Laser technique offers hope of smoother liver transplant process
Handheld laser devices that help surgeons quickly identify liver damage could transform transplant procedures, according to research involving the University of Strathclyde.
The non-invasive technique could provide medical staff with instant data on the health of donor livers and help them to identify which organs are suitable for transplant.
If widely adopted, the light-based tool could allow more livers to be transplanted safely and effectively, experts say.
In the UK, liver disease is the third biggest cause of premature deaths. With demand for transplants growing and no matching increase in the donor pool, surgical teams must find efficient techniques to detect if organs are safe for transplant or not.
Currently, surgeons have no detailed or quantitative way of assessing if a liver is healthy enough to transplant into a new person. To assess if a donor's liver is healthy and a good match for the recipient, the surgeon traditionally evaluates it using blood tests and inspects the organ by eye and feel. If the results are good, they transplant it—if not, it is discarded.
To improve the process, scientists and surgeons from Strathclyde, the University of Edinburgh and the Edinburgh Transplant Center used a new technique to detect damage in pigs' livers—which are the closest anatomically to those of humans.
The team used a non-invasive laser light technique called Raman spectroscopy (RS) which examines tissue samples to help pinpoint the difference between healthy and damaged cells. In recent decades, RS has been used to detect breast, oesophageal and brain cancers.
By shining a laser onto tissue from pig liver biopsies and examining the light scattered back, the team was able to detect whether red blood cells had infiltrated the main body of the liver from its blood vessels—a form of damage known as congestion.
The quick results from the handheld RS spectrometer matched those from the more laborious ways of assessing a liver's health, which involve blood biochemistry and gas analysis.
The tool was also used to shed light on the effectiveness of a new surgical technique called normothermic regional perfusion (NRP), which was pioneered by the surgical team in the Edinburgh Transplant Center. The procedure uses a machine to re-establish blood circulation to donated organs after death.
Researchers used RS to confirm that NRP decreased congestion in the transplanted liver, giving them more detail in explaining the positive results seen in clinical use of NRP. The team is now working to translate these findings in a way that can aid clinical decision making in real time.
Dr. Katherine Ember, of the Laboratory of Radiological Optics, Montreal, carried out the analysis during her Ph.D. at Strathclyde and Edinburgh. She said: "We found that we could detect liver damage in a way that simply relies on shining a laser at liver tissue and collecting the light scattered back. We didn't expect to find such a clear difference in Raman signal between damaged and undamaged liver tissue.
"It's very exciting and will be fascinating to see whether this technology can be brought successfully into a clinical setting. This could enable liver damage to be detected early in the transplant procedure, allowing more livers to be transplanted safely and effectively."
Professor Karen Faulds, of Strathclyde's Department of Pure and Applied Chemistry, said: "Raman spectroscopy is a powerful tool in a range of areas in medicine. Liver disease is a debilitating, often fatal, condition and, so we are pleased to have developed this new technique with potential for determining the health of livers used for transplant."

◆ WHAT NEEDS TO BE DONE ◆
Reproduce the part of the liver transplant article between "The team used" and "and brain cancers.", inclusive.

◆ LISTED RECORDS ◆

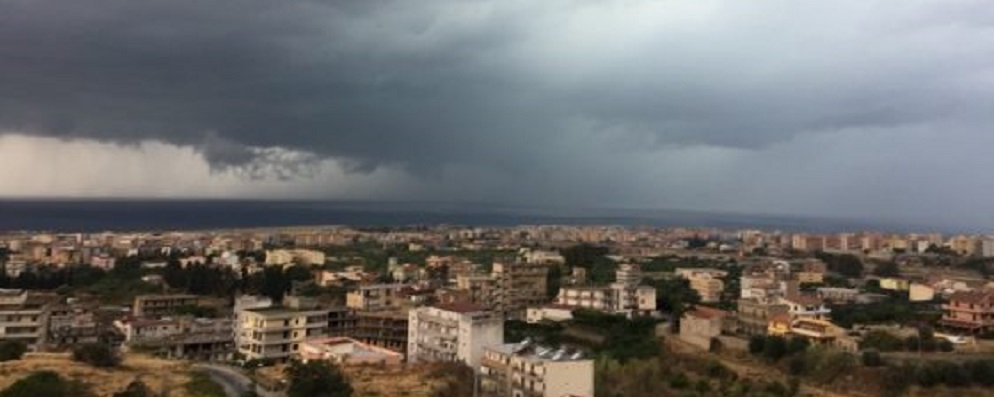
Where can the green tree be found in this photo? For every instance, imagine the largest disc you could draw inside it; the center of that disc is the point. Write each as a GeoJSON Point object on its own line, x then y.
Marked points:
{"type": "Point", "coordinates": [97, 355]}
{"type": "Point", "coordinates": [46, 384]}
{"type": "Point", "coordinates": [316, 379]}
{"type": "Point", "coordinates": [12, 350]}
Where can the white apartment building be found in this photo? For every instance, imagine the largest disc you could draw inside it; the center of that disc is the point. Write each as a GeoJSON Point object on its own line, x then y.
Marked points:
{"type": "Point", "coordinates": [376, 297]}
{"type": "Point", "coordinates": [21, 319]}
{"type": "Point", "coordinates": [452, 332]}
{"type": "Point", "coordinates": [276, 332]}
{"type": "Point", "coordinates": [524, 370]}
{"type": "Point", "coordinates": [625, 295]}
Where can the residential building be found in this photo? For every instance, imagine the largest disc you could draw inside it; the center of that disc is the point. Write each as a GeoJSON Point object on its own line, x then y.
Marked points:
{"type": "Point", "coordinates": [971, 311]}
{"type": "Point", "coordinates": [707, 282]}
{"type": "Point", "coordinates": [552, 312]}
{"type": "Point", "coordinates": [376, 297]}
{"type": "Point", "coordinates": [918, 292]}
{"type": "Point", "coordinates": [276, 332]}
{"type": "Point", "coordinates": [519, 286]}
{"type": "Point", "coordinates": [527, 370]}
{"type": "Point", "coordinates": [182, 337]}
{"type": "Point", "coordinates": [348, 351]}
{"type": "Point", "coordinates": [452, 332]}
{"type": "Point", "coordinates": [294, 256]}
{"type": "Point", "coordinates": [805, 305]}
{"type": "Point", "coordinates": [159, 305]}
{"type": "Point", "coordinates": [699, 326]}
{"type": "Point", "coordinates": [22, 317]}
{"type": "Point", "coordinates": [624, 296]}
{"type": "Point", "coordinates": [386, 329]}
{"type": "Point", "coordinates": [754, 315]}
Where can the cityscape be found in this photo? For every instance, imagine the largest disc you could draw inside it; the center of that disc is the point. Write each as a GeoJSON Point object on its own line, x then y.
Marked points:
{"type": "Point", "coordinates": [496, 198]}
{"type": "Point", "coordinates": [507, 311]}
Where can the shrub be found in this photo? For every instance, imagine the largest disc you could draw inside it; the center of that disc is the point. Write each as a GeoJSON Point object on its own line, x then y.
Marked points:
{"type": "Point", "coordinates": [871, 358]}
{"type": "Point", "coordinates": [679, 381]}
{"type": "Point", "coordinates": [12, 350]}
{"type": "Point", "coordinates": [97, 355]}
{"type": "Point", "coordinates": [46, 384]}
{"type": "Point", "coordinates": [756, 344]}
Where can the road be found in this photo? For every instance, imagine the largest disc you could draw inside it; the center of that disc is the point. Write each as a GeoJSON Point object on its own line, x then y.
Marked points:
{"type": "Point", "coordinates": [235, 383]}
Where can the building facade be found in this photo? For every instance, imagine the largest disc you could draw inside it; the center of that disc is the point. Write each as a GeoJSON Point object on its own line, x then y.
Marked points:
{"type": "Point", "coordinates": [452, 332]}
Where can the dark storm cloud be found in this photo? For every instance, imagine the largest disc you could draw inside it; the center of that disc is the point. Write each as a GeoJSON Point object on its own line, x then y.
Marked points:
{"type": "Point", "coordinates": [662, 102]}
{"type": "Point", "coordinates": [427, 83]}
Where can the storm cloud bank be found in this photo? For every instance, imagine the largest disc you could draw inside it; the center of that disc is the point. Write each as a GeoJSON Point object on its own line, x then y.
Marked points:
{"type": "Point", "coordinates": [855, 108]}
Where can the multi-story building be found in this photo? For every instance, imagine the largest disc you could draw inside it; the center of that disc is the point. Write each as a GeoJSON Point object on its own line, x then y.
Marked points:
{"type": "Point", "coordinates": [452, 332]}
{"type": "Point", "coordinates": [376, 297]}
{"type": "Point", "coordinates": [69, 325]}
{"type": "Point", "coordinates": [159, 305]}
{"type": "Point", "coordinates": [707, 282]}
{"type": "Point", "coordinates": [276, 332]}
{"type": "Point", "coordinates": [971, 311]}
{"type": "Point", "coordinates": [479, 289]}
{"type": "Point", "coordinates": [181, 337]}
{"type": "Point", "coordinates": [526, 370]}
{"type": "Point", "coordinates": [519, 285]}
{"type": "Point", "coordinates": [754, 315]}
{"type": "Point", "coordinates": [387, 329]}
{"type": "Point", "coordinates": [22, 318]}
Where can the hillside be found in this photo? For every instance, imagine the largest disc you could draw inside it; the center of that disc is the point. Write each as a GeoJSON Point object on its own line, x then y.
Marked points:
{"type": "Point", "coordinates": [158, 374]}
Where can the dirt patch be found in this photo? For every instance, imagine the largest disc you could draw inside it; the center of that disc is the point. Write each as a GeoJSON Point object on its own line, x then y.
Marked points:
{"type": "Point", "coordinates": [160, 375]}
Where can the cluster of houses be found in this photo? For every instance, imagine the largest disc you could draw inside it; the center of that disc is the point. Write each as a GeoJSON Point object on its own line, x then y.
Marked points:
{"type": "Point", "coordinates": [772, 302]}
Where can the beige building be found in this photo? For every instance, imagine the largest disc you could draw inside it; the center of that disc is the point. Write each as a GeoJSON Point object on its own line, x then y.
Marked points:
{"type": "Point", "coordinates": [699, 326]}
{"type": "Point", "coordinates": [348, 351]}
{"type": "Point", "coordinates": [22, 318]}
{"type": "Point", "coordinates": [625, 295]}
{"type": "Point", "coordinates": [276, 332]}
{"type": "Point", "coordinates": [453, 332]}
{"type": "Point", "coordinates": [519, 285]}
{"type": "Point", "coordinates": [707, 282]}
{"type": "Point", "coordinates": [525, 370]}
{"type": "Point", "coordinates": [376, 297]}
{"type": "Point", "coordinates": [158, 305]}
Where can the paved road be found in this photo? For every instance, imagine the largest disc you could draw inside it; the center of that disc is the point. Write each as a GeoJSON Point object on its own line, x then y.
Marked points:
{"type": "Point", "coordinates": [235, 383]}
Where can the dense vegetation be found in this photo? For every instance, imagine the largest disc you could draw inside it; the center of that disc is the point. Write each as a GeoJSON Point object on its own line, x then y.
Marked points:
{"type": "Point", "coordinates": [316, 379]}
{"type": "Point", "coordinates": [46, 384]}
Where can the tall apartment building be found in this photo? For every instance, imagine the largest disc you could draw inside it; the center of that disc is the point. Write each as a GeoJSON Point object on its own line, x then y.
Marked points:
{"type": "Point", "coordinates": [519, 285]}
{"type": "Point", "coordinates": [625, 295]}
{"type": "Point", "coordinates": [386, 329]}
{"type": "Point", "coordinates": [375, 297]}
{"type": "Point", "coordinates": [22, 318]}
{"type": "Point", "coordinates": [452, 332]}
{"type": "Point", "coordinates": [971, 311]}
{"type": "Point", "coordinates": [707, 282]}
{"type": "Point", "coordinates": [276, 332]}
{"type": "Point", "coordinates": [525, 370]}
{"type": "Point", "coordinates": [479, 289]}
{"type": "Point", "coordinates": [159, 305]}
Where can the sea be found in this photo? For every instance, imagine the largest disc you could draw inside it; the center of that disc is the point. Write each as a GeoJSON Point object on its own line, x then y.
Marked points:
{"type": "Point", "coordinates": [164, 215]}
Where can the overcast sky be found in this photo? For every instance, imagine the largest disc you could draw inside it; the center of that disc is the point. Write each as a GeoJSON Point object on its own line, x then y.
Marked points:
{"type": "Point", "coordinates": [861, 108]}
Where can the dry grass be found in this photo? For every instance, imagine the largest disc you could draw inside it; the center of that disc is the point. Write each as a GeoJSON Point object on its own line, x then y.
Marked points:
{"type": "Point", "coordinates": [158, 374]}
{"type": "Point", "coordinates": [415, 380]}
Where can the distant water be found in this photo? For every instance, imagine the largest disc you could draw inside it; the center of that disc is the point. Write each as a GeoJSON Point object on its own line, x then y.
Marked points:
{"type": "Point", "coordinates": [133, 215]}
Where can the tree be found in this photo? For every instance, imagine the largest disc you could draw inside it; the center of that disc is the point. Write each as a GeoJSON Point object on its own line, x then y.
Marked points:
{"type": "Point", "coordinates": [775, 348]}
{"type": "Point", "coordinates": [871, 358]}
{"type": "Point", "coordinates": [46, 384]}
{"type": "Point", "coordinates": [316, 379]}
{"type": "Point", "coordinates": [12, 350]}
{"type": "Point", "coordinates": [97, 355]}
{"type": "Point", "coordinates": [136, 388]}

◆ EXPECTED OUTPUT ◆
The team used a non-invasive laser light technique called Raman spectroscopy (RS) which examines tissue samples to help pinpoint the difference between healthy and damaged cells. In recent decades, RS has been used to detect breast, oesophageal and brain cancers.